* PROBLEM REQUIREMENTS *
Would you show every line from the records that holds "mask"?

[Data records]
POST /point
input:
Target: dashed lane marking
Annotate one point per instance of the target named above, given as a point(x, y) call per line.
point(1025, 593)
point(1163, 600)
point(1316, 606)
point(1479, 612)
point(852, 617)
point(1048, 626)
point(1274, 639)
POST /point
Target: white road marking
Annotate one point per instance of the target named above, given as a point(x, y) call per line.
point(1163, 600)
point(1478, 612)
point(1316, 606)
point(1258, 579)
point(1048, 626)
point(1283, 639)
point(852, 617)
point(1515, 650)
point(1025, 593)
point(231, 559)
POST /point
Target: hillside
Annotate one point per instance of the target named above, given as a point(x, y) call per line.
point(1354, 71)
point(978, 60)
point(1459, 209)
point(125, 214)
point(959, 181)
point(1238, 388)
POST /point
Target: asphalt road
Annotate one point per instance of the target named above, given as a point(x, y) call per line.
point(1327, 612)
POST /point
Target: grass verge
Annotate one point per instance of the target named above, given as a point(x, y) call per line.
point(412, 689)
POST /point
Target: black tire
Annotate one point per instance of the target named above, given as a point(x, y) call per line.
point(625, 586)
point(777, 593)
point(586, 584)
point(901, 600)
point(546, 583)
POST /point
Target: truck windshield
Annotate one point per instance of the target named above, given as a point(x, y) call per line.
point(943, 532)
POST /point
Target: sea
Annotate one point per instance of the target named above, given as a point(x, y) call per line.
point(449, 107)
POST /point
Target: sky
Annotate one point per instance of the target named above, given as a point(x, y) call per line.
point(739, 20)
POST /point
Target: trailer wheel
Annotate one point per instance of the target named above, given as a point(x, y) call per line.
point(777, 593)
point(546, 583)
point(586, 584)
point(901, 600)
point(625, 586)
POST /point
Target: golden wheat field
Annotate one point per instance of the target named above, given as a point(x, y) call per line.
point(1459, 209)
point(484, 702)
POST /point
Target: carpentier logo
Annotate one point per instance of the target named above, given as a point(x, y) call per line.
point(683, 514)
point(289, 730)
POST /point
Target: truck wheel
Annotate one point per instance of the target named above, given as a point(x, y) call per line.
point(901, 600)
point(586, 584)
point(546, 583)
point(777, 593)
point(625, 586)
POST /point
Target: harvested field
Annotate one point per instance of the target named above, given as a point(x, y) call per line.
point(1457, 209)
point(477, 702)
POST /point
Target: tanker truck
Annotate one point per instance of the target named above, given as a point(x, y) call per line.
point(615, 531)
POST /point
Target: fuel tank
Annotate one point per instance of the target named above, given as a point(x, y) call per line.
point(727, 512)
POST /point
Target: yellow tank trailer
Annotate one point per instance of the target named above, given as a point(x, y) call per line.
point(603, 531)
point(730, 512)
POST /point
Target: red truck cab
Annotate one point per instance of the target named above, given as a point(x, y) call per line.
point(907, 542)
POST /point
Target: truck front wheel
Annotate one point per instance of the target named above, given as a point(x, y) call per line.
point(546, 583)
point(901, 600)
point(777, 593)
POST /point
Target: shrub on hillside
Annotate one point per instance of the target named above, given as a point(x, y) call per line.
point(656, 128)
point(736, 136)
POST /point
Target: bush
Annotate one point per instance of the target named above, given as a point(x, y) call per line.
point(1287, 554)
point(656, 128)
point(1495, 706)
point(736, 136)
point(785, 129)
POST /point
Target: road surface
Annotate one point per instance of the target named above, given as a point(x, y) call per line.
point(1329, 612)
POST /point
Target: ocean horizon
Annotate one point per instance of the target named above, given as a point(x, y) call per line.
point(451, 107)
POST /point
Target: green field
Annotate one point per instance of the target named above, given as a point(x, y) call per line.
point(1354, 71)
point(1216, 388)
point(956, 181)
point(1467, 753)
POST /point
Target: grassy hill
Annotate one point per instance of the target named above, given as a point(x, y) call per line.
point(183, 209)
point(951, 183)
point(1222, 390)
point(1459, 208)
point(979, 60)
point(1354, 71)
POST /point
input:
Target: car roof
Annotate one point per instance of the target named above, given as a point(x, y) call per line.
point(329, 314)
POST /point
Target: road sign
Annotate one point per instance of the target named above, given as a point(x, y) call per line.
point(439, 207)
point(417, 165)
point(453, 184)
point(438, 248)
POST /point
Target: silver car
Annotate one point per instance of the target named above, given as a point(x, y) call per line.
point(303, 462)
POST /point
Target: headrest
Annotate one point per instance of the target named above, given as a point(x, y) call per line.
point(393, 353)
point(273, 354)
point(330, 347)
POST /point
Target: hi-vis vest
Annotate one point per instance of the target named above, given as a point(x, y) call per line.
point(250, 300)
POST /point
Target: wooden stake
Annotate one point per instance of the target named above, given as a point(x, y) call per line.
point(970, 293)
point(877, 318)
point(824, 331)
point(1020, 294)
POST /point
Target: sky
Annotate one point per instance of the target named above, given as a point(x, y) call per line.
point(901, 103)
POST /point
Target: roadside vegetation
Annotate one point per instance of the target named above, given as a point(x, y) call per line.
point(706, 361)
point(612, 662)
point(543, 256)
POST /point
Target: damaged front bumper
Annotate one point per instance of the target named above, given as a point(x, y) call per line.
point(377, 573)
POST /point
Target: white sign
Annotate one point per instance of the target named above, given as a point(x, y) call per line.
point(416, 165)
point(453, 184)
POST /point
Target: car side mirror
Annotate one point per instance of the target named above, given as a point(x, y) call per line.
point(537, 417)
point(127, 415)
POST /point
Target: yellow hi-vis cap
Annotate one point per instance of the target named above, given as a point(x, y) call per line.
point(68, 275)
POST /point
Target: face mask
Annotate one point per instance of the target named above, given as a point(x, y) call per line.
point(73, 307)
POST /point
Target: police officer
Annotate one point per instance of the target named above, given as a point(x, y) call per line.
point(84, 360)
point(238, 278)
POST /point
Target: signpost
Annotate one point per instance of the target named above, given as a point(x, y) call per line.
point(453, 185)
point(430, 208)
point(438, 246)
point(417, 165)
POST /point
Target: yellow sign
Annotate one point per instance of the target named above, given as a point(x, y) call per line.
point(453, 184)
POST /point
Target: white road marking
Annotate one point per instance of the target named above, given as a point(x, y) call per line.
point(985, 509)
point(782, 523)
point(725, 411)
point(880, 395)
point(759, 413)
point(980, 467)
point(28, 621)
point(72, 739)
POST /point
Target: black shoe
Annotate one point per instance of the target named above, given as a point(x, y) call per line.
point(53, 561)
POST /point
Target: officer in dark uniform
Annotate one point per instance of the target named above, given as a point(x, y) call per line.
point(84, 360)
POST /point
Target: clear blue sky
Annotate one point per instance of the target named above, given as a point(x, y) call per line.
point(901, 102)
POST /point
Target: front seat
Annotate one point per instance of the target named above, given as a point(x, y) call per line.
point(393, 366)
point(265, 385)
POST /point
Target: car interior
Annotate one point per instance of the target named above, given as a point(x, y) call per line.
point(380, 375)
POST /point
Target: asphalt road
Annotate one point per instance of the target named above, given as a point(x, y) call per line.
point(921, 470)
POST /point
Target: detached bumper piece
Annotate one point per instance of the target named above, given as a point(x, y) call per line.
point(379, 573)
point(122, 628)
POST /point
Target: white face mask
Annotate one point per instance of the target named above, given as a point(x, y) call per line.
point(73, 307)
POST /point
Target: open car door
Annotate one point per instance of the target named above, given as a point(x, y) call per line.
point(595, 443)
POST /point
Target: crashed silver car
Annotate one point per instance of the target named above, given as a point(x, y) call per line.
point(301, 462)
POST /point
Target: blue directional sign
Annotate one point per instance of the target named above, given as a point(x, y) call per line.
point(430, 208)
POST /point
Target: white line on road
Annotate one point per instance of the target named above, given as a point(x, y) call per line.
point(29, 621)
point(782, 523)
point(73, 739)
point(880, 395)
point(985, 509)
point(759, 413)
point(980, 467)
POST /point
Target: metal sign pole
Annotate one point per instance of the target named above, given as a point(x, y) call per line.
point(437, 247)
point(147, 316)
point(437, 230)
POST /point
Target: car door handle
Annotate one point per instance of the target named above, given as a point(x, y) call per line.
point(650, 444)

* PROBLEM SOLUTION *
Target: face mask
Target: white face mask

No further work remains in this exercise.